Prompt: Could you transcribe every record below exactly as written, leaving out any pictures?

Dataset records
--------

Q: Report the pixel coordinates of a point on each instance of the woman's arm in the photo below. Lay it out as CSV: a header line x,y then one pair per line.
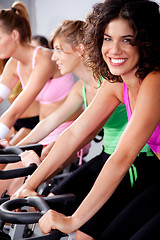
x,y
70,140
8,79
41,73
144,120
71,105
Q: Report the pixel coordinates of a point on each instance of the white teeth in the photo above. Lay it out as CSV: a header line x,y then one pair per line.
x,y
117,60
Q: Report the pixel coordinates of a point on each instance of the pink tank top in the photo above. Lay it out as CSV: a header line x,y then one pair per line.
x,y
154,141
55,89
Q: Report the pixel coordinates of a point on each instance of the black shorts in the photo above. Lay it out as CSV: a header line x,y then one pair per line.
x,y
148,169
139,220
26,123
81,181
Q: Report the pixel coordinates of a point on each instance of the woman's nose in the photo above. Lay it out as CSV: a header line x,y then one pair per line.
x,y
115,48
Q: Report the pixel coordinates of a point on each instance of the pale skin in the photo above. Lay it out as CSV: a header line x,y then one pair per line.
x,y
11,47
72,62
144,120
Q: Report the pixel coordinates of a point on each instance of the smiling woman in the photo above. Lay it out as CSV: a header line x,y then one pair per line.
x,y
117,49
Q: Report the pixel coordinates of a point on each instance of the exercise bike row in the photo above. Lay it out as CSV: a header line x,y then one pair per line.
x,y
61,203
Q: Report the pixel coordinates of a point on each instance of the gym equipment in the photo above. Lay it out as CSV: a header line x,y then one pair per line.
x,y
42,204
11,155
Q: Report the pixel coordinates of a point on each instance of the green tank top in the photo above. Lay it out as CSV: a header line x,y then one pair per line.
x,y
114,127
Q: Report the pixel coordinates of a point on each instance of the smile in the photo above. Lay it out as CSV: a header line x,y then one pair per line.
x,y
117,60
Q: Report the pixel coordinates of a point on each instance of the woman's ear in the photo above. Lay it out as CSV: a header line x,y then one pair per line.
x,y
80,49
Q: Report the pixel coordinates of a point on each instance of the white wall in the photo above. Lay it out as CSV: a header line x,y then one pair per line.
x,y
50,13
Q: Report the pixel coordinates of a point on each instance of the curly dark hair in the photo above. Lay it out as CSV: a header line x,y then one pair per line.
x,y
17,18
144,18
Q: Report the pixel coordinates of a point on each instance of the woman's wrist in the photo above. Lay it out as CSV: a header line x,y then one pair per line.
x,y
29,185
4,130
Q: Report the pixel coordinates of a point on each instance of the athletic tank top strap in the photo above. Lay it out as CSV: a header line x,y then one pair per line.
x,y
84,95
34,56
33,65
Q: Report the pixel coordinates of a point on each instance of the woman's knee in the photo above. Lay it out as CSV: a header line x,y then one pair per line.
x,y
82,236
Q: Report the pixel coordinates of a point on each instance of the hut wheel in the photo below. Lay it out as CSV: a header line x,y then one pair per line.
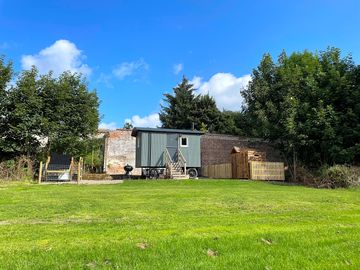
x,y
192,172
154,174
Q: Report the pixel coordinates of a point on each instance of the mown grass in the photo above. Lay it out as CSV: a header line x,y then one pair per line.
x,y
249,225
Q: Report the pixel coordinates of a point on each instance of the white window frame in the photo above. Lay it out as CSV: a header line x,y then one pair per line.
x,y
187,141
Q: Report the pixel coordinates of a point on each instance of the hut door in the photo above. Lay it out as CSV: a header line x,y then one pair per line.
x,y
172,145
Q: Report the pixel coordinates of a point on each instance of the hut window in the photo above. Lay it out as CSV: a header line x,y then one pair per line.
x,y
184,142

--------

Output below:
Q: Report the pixel coordinates of a point on each instance of the woman's arm in the photo below. Lay it out as CSV: a header line x,y then one pair per line.
x,y
70,140
8,79
41,73
144,120
71,105
Q: Report the pixel coordinates of a point on each instance of the white teeth in the photo above. Lay it out as CSV: a header line x,y then one pair per line.
x,y
117,60
Q: Report the pixel coordinates of a point on each instance of the pink tank top in the photo above. Lay it out as CSV: a header line x,y then one pair per line.
x,y
154,141
55,89
Q: Report the pixel coordinates of a point on each instance of the black shorts in the photo above. Lay it out as CSV: a header line x,y then one pair per line.
x,y
148,169
139,220
26,123
81,181
Q: Report the pixel coordinates of a point on each instance of the woman's nose in the photo above. Lay it out as CSV: a header line x,y then one pair per line.
x,y
115,48
Q: Report the pixel coordinates of a point on each instance of the pale skin in the photo above. Lay it out as CSV: a header line x,y then one pair per line.
x,y
11,47
72,62
144,120
Q: Report the pixel coordinates of a point on each instance of the smiling woman in the photo above. Lay it out as CSV: a header line x,y then one pair per line.
x,y
117,49
Q: Report the pixel coordinates of a point on each instance of the exercise bike row in the photo above. Lay it out as CSV: a header line x,y then one pair per line.
x,y
61,203
Q: Report the pixel coordinates of a point on each instance of the gym equipment in the photo above. Lay it out as CSV: a header line x,y then one pair per line.
x,y
42,204
11,155
Q: Report the pixel coordinates of a point on each instance of the green tank top in the photo above. Lay it out as CSV: a header line x,y then one pair per line.
x,y
114,127
Q: Report the pixel coordinates of a point on each instance of the smile in the photo above. Lay it out as CSV: a header line x,y then one pair per line.
x,y
117,60
Q: Report the pixel coordinates of a point on each instance of the woman's ear in the photo above. Lay it out as CSV: a header line x,y then one pair per line.
x,y
80,49
Q: Report the pixel coordinates of a point on each instance of the white wall in the photo above. Lay it out as CSV: a header line x,y then one pair per line.
x,y
50,13
Q: Report the pixel coordinates of a point on each instance of the curly dark hair in the photo above. Lay it out as CSV: a header line x,y then one pair per line.
x,y
17,18
144,18
Q: Report the pixel coordinates of a point on each instance of the woman's wrist in the photo above. Lay it out as CSV: a header line x,y then one pair per line.
x,y
29,185
4,130
Q: Report the pixel coordinates of a point on each instance of the athletic tank top strap in the photo above. Lay it out as CSV: a header line x,y then one pair per line.
x,y
84,95
34,56
33,65
Q: Report the pixel coordinates of a point on each instance of the woman's knee in the photo above. Lay it out as CSV: a header line x,y then one pair per line.
x,y
82,236
Q: Report the pixel coordinates of a point on each instance of the hut wheel in the photo below. Lay it out as CSV: a header line x,y then one pair per line.
x,y
192,172
154,174
Q: Report the pixel coordinates of a point on each instance of the mown grass in the photo above. Lay it out as CSV: a header line x,y then one pair per line.
x,y
249,225
Q: Report the pixel coordinates of a point on each instance of the white window frame in the photo above. Lay it out as CSV: a header line x,y then one pair per line.
x,y
187,141
Q: Report the pixel coordinates of a point on each instance of the hut door in the photo above. Lay it out as CSV: a header line x,y then one pair per line.
x,y
172,145
Q: Report the pixel coordinates of a point on each instance of the hut window in the photo above. Lay it out as CSV: a header line x,y then one pair per line.
x,y
184,142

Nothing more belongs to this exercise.